(Point localization data)

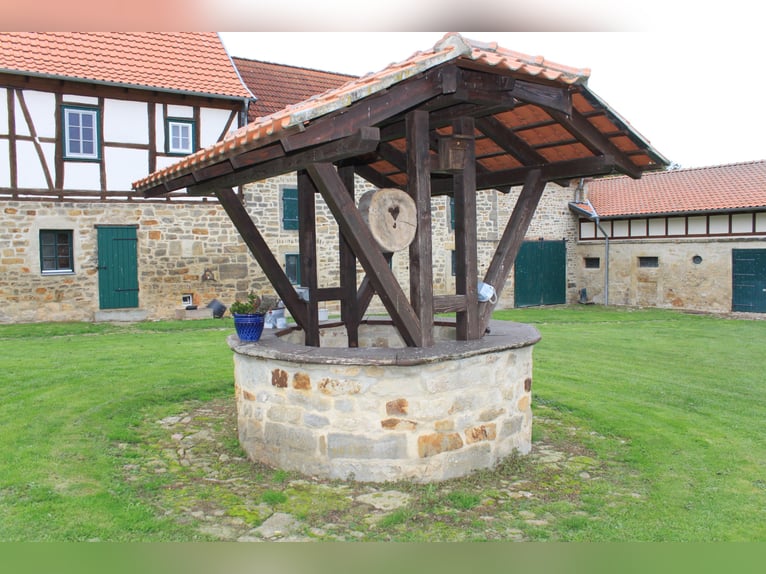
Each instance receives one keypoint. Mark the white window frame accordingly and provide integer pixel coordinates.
(69, 113)
(189, 137)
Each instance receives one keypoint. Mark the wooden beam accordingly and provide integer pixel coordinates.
(419, 188)
(495, 130)
(579, 126)
(362, 141)
(260, 250)
(349, 308)
(571, 169)
(366, 249)
(369, 111)
(510, 243)
(466, 257)
(307, 250)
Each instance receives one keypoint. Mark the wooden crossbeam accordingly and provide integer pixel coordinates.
(367, 251)
(363, 140)
(263, 255)
(510, 243)
(579, 126)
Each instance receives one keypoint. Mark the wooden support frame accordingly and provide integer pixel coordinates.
(260, 250)
(419, 188)
(466, 257)
(366, 249)
(307, 255)
(510, 243)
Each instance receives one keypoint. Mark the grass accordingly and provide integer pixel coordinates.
(660, 416)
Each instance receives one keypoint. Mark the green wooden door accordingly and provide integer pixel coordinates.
(748, 280)
(540, 273)
(117, 267)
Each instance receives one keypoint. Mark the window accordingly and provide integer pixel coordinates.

§ WHAT THE EXERCISE ASKS
Line by line, write out the entries exactly, and leave the pictures out.

§ FINISHED TASK
Each instance receives one keypoint. Mark the white window frame accordingly and provide integer pixel coordinates.
(69, 113)
(189, 137)
Each instance receives one keypoint. Mark the wooden beam accordingly and provide integer pixel coordinates.
(419, 188)
(495, 130)
(579, 126)
(362, 141)
(260, 250)
(349, 308)
(571, 169)
(366, 249)
(369, 111)
(510, 243)
(466, 257)
(307, 250)
Each instance receives one keypoint. Mark the wooden crossbeam accordingly and provide integer pixel coordinates.
(367, 251)
(363, 140)
(263, 255)
(510, 243)
(579, 126)
Each instance receives one keypoint. Mark the wooden support frame accordingly and provide integer pixel coordinates.
(260, 250)
(419, 188)
(466, 257)
(366, 249)
(307, 255)
(510, 243)
Each instance receives one keypoint. Mark the grass accordingly and provide integer pixel coordinates.
(660, 416)
Each instance receives one keypoint. Mark the green wooden door accordingly and provide integer pixel coordinates.
(748, 280)
(540, 273)
(117, 267)
Each instance receives one keypoint. Mark the window accordingly and provide integer pixel coordinates.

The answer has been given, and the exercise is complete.